*INSTRUCTIONS:*
#1 Output everything in the article on Philippine literacy from "Even before COVID-19, the" down to "the 21st century.", with no changes.
#2 Pick up the article on Philippine literacy after its final sentence and continue it.

*EXTRACT TO READ:*

The cost of literacy 

By Gabriel Bernales & Nycel Jane Dela 

The nation’s education system stands on the brink of collapse. While the country’s leaders remain preoccupied with political maneuvering and self-serving agendas, millions of Filipinos are being left behind victims of a system that has failed to uphold one of their most basic rights: access to quality education.

The warning signs are impossible to ignore. According to the Philippine Statistics Authority’s Functional Literacy, Education, and Mass Media Survey (FLEMMS), 24 million Filipinos aged 10–64 are functionally illiterate, with 5.8 million unable to read or write at all. Even more disturbing is the fact that one in five high school graduates in 2024 was found to be functionally illiterate, amounting to over 18.9 million young people struggling with essential skills such as reading, writing, arithmetic, and comprehension. The World Bank paints an equally grim picture: 91% of Filipino children aged 10 cannot read a simple text, a crisis further exacerbated by the pandemic.

Even before COVID-19, the quality of Philippine education had been steadily declining. In the 2022 Programme for International Student Assessment (PISA), Filipino 15-year-olds scored an average of just 14 points in creative thinking—placing the Philippines among the bottom four of 64 countries. This assessment measured the ability to generate and improve ideas through imagination and innovation—skills essential for the 21st century.

Poverty and child labor remain major drivers of illiteracy. In 2023, 678,000—62% of the 1.1 million working children—were engaged in hazardous labor. Early pregnancies also disrupt education, with a staggering 35% increase in live births among girls under 15. With 10.5 million Filipino children living in poverty as of 2021, these barriers only deepen the cycle of educational deprivation and functional illiteracy.

*DATA FOR REVIEW:*
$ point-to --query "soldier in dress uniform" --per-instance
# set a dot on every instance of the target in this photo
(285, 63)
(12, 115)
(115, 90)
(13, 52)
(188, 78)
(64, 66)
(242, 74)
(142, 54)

---

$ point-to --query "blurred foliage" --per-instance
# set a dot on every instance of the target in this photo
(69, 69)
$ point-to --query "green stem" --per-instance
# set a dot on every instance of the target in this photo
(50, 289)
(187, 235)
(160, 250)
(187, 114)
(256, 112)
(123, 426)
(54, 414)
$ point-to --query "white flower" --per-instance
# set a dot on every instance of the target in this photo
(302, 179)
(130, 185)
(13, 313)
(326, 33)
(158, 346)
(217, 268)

*ANSWERS FOR THE EXERCISE:*
#1
Even before COVID-19, the quality of Philippine education had been steadily declining. In the 2022 Programme for International Student Assessment (PISA), Filipino 15-year-olds scored an average of just 14 points in creative thinking—placing the Philippines among the bottom four of 64 countries. This assessment measured the ability to generate and improve ideas through imagination and innovation—skills essential for the 21st century.

#2
What the country needs now is a comprehensive and well-funded education reform agenda—one that is inclusive, urgent, and future-ready. As of 2024, only 3.6% of the national GDP is allocated to education, far below the 6% recommended by UNESCO. This chronic underinvestment is a key reason why classrooms remain overcrowded, learning materials are outdated, and teacher salaries are insufficient.

The government must prioritize increasing the education budget—not just for infrastructure, but also for teacher training, curriculum development, and targeted literacy programs in the most vulnerable communities.

However, funding alone is not enough. There must be accountability, transparency, and a collective effort to rebuild trust in the education system. Teachers need stronger support—not just financially, but professionally—through fair wages, continuous training, and access to mental health services. Parents and communities must also be empowered to take an active role in their children’s learning, breaking the mindset that education is solely the government’s responsibility.

If this trajectory continues, the consequences will be dire—not just for individual lives, but for the nation’s future. The education crisis is no longer a distant threat. It is here, it is urgent, and it demands the full attention of those in power. Without bold reforms, decisive investments, and a clear national commitment to quality learning, the Philippines risks raising a generation unprepared for the challenges of tomorrow.